> [Dataset excerpts]:

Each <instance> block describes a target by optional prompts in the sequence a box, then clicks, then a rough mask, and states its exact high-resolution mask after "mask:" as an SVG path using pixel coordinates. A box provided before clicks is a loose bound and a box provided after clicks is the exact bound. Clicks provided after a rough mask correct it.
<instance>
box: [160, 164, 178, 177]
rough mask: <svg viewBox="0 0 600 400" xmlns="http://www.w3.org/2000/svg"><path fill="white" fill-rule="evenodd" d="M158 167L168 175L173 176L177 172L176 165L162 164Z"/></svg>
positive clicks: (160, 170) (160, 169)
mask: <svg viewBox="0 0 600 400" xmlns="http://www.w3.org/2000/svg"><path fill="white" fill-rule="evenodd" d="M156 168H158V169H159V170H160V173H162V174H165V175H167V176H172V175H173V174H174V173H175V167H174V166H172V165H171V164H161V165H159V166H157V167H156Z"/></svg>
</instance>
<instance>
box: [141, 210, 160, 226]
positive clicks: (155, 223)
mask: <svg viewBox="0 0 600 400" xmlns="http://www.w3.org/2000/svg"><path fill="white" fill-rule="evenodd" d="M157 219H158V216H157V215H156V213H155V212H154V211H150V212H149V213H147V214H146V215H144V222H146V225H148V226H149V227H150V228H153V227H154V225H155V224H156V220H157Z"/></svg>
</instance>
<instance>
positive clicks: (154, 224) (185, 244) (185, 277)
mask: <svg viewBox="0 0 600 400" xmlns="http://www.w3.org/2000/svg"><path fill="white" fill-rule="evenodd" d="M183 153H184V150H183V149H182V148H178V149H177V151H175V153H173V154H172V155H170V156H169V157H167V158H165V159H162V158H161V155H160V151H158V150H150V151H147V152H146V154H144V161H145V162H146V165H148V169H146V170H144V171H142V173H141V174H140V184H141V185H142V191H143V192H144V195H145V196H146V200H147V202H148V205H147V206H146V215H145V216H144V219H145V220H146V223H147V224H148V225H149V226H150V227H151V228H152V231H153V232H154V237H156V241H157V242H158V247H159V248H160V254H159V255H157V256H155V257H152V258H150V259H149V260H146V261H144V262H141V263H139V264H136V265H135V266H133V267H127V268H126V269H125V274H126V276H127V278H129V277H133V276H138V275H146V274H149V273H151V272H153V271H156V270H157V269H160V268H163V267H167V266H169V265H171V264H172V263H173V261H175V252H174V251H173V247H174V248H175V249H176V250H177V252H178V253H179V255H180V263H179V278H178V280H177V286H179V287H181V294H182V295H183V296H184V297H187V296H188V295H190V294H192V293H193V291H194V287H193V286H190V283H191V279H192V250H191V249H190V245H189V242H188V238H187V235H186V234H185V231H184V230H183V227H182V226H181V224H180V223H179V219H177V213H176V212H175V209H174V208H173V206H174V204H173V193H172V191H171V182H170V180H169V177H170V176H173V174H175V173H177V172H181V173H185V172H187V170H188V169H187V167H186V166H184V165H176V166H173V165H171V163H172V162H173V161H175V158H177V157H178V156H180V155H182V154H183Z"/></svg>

> [Assignment]: The complete listing, transcribed exactly, is the expected answer.

> [Result]:
Each <instance> block describes a target by optional prompts in the sequence a box, then clicks, then a rough mask, and states its exact high-resolution mask after "mask:" as an SVG path using pixel coordinates. A box provided before clicks is a loose bound and a box provided after clicks is the exact bound. Clicks provided after a rough mask correct it.
<instance>
box: [160, 164, 178, 177]
rough mask: <svg viewBox="0 0 600 400" xmlns="http://www.w3.org/2000/svg"><path fill="white" fill-rule="evenodd" d="M158 167L168 175L173 176L177 172L176 165L162 164Z"/></svg>
positive clicks: (160, 170) (160, 169)
mask: <svg viewBox="0 0 600 400" xmlns="http://www.w3.org/2000/svg"><path fill="white" fill-rule="evenodd" d="M156 168H158V169H159V170H160V173H162V174H165V175H167V176H172V175H173V174H174V173H175V167H174V166H172V165H171V164H161V165H159V166H157V167H156Z"/></svg>
</instance>
<instance>
box: [141, 210, 160, 226]
positive clicks: (155, 223)
mask: <svg viewBox="0 0 600 400" xmlns="http://www.w3.org/2000/svg"><path fill="white" fill-rule="evenodd" d="M157 219H158V216H157V215H156V213H155V212H154V211H150V212H149V213H147V214H146V215H144V222H146V225H148V226H149V227H150V228H153V227H154V225H155V224H156V220H157Z"/></svg>
</instance>
<instance>
positive clicks: (154, 224) (185, 244) (185, 277)
mask: <svg viewBox="0 0 600 400" xmlns="http://www.w3.org/2000/svg"><path fill="white" fill-rule="evenodd" d="M183 153H184V150H183V149H182V148H178V149H177V151H175V153H173V154H172V155H170V156H169V157H167V158H165V159H162V158H161V155H160V151H158V150H150V151H147V152H146V154H144V161H145V162H146V165H148V169H146V170H144V171H142V173H141V174H140V184H141V185H142V191H143V192H144V195H145V196H146V200H147V202H148V205H147V206H146V215H145V216H144V219H145V220H146V223H147V224H148V225H149V226H150V227H151V228H152V231H153V232H154V237H156V241H157V242H158V247H159V248H160V254H159V255H157V256H155V257H152V258H150V259H149V260H146V261H144V262H141V263H139V264H136V265H135V266H133V267H127V268H126V269H125V274H126V276H127V278H129V277H133V276H138V275H146V274H149V273H151V272H153V271H156V270H157V269H160V268H163V267H167V266H169V265H171V264H172V263H173V261H175V252H174V251H173V247H174V248H175V249H176V250H177V252H178V253H179V255H180V263H179V278H178V280H177V286H179V287H181V294H182V295H183V296H184V297H187V296H188V295H190V294H192V293H193V291H194V287H193V286H190V283H191V279H192V250H191V249H190V245H189V242H188V238H187V235H186V234H185V231H184V230H183V227H182V226H181V224H180V223H179V219H177V213H176V212H175V209H174V208H173V206H174V204H173V193H172V191H171V182H170V180H169V177H170V176H173V174H175V173H177V172H181V173H185V172H187V170H188V169H187V167H186V166H184V165H176V166H173V165H171V163H172V162H173V161H175V158H177V157H178V156H180V155H182V154H183Z"/></svg>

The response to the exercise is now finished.